Given passage
Now for the great news!  With all that talent there, the contest was won by an Ohio team and BBQ Central Forum member Big Mike of Eagle River BBQ.  Mike took home one of the most beautiful trophies I've ever seen given at a contest.  Congratulations to Big Mike.  It was great to see an Ohio team go against the world champs and walk away victorious!

We wound up with three calls (6th ribs, 8th in pork,  9th in Brisket) the judges didn't like our chicken and that really hurt us but we still fiinished 8th overall and we were very happy.  We had two goals at this contest which was to try and hang with the big dogs and beat the last two Jack champs in at least one category and to finish in the top 10.  We accomplished both goals and we were very happy with our finish against such a talented field.  This contest is a keeper.  Jim (Rolling Smoke) Ferguson and Jim Weaver are both cooks and really know how to run a contest.  This one will become a permanent event for us.  Great job guys and congrats to all who got calls.


----------



## Puff1 (Jul 20, 2008)

Congrats to all!


----------



## Greg Rempe (Jul 20, 2008)

Written task 1
Print the portion of the contest report that begins at the words "We wound up" and ends after the words "Congrats to all!".
The contest report and the listing that follows it come from unrelated sources.

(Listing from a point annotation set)
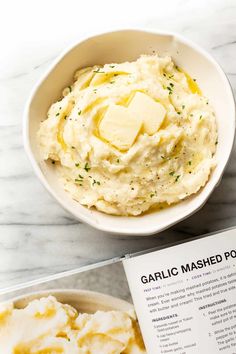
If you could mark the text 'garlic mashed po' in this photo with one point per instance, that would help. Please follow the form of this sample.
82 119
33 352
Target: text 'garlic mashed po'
128 137
46 326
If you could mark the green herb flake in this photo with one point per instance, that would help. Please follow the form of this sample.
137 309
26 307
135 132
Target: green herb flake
86 167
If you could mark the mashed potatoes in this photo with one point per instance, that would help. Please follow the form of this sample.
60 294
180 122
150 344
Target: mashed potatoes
46 326
128 137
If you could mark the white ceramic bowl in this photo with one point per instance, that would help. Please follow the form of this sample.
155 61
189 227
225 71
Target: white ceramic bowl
84 301
121 46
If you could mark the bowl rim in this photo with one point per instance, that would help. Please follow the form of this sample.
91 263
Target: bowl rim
153 229
34 295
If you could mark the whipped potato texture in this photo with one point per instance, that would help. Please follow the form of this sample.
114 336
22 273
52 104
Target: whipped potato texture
46 326
129 137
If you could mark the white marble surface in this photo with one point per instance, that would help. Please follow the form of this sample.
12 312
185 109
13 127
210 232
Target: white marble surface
37 237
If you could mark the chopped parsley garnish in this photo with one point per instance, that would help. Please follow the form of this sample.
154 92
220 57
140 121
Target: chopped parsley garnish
86 167
96 182
78 181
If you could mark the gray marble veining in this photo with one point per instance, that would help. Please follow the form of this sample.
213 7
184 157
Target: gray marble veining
37 237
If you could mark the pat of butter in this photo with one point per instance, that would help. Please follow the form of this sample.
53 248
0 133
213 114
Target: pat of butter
119 127
149 111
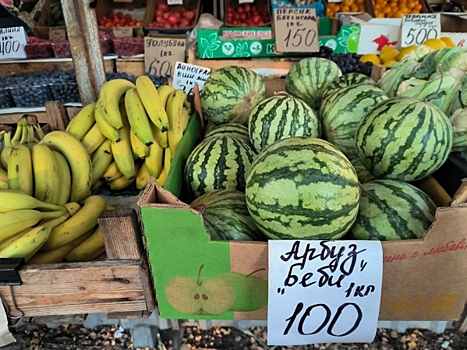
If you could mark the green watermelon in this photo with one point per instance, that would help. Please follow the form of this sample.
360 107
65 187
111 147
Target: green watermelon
279 117
230 129
226 216
341 112
393 210
404 139
347 80
302 188
218 163
363 174
307 79
230 93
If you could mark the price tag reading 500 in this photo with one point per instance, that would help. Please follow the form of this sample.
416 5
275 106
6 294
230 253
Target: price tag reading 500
416 29
323 292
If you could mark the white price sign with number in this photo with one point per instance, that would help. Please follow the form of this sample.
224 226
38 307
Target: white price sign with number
323 291
416 29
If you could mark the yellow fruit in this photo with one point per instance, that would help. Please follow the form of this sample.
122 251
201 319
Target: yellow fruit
405 51
389 63
389 55
435 44
371 57
448 41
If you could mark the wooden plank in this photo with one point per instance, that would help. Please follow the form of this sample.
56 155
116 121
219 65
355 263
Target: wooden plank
82 32
133 66
31 67
78 288
121 233
58 118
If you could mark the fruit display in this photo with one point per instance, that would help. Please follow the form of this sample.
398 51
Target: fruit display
396 8
167 17
249 15
118 19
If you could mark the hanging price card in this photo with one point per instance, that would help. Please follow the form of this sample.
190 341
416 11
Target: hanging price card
416 29
323 291
187 75
296 30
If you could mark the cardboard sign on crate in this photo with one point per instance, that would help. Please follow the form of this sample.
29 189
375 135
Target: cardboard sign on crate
296 30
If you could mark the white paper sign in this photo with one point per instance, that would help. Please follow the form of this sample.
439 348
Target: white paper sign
323 291
12 42
418 28
187 75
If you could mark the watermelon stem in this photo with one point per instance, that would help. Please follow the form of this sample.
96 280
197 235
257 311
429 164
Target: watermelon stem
198 282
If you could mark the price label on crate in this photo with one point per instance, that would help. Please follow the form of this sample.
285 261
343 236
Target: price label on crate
416 29
160 54
122 31
296 30
187 75
12 42
324 291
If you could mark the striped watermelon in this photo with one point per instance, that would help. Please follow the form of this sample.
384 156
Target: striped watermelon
302 188
404 139
230 129
347 80
341 112
230 93
308 78
218 163
363 174
279 117
226 216
393 210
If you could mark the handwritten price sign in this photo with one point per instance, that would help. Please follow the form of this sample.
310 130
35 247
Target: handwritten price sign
323 292
416 29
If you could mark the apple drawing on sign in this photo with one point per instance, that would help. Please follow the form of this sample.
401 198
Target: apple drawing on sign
228 49
229 291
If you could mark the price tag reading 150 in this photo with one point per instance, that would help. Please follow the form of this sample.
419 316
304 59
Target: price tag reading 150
323 291
416 29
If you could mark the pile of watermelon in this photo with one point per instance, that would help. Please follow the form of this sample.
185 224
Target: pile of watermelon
331 156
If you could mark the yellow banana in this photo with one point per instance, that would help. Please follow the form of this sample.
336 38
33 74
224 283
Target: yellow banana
82 122
101 160
88 250
112 172
78 159
30 242
175 111
20 176
106 129
164 92
11 200
77 225
140 150
161 179
56 256
64 174
46 174
109 99
93 139
138 118
155 159
19 220
142 178
6 150
151 102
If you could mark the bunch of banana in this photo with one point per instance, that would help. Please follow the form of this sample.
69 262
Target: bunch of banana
42 232
132 132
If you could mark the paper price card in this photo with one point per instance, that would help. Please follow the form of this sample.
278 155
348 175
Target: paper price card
296 30
416 29
12 42
323 291
187 75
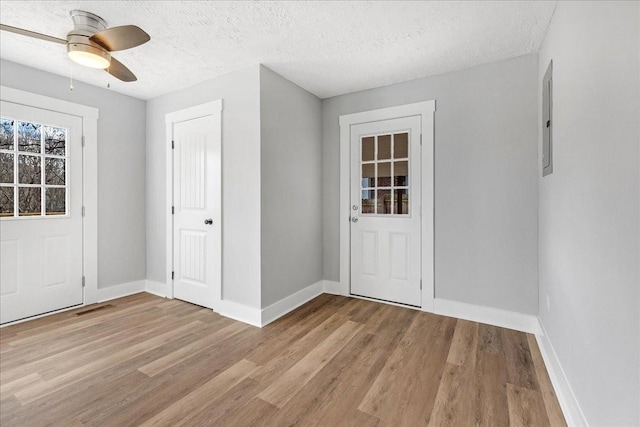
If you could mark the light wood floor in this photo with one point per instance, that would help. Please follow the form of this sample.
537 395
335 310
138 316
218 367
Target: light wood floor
336 361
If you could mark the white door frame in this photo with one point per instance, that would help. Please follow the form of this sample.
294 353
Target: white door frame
208 109
426 111
89 117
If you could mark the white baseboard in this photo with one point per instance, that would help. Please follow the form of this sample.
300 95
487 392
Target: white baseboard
121 290
285 305
158 288
491 316
334 288
570 408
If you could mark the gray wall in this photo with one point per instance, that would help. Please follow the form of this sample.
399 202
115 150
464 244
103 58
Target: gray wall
589 214
240 179
291 143
485 179
121 168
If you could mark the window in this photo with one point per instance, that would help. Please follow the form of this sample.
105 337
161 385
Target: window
33 169
385 174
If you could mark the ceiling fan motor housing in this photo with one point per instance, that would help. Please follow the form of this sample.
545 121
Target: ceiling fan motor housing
79 46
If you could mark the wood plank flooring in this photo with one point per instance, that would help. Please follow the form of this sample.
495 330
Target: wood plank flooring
335 361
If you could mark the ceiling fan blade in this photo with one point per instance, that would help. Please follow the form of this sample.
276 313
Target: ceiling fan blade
31 34
120 38
119 71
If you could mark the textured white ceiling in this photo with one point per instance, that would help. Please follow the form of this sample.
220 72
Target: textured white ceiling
327 47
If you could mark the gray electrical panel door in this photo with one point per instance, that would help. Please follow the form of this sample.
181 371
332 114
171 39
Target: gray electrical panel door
547 121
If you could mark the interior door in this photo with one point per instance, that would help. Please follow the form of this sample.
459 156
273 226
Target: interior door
197 213
386 208
40 211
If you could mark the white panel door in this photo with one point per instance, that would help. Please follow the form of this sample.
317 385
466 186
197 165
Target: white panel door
385 210
197 212
40 211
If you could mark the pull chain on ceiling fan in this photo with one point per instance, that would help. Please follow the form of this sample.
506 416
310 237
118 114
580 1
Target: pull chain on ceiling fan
90 43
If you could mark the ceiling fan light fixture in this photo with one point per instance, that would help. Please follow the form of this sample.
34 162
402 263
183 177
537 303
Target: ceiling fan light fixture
89 56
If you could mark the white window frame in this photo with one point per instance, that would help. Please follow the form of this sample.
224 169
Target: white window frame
43 186
89 116
426 112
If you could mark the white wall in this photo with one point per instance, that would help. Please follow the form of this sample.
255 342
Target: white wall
121 168
485 180
291 141
240 180
589 214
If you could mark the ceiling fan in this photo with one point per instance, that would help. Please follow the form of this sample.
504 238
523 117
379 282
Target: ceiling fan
90 43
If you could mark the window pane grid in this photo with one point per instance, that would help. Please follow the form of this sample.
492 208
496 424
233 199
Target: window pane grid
34 175
384 166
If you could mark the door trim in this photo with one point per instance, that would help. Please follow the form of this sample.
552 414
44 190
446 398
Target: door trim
426 111
212 108
89 116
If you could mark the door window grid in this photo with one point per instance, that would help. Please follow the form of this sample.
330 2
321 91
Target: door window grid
384 173
33 169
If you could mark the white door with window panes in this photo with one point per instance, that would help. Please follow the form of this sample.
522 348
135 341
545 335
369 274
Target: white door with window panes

Written task 2
How many lines of the listing contain the string "striped"? Reply with the number alone.

Answer 1
We wound up with three calls (6th ribs, 8th in pork,  9th in Brisket) the judges didn't like our chicken and that really hurt us but we still fiinished 8th overall and we were very happy.  We had two goals at this contest which was to try and hang with the big dogs and beat the last two Jack champs in at least one category and to finish in the top 10.  We accomplished both goals and we were very happy with our finish against such a talented field.  This contest is a keeper.  Jim (Rolling Smoke) Ferguson and Jim Weaver are both cooks and really know how to run a contest.  This one will become a permanent event for us.  Great job guys and congrats to all who got calls.


----------



## Puff1 (Jul 20, 2008)

Congrats to all!

Answer 2
2